> [Given task] Rewrite the entries below, changing every "instance" to "occurrence" and leaving everything else as it is.

> [The data]
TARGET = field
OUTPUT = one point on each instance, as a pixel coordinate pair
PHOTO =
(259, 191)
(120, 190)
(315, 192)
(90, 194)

> [Result of this exercise]
TARGET = field
OUTPUT = one point on each occurrence, as a pixel coordinate pair
PHOTO =
(259, 191)
(120, 190)
(315, 192)
(90, 194)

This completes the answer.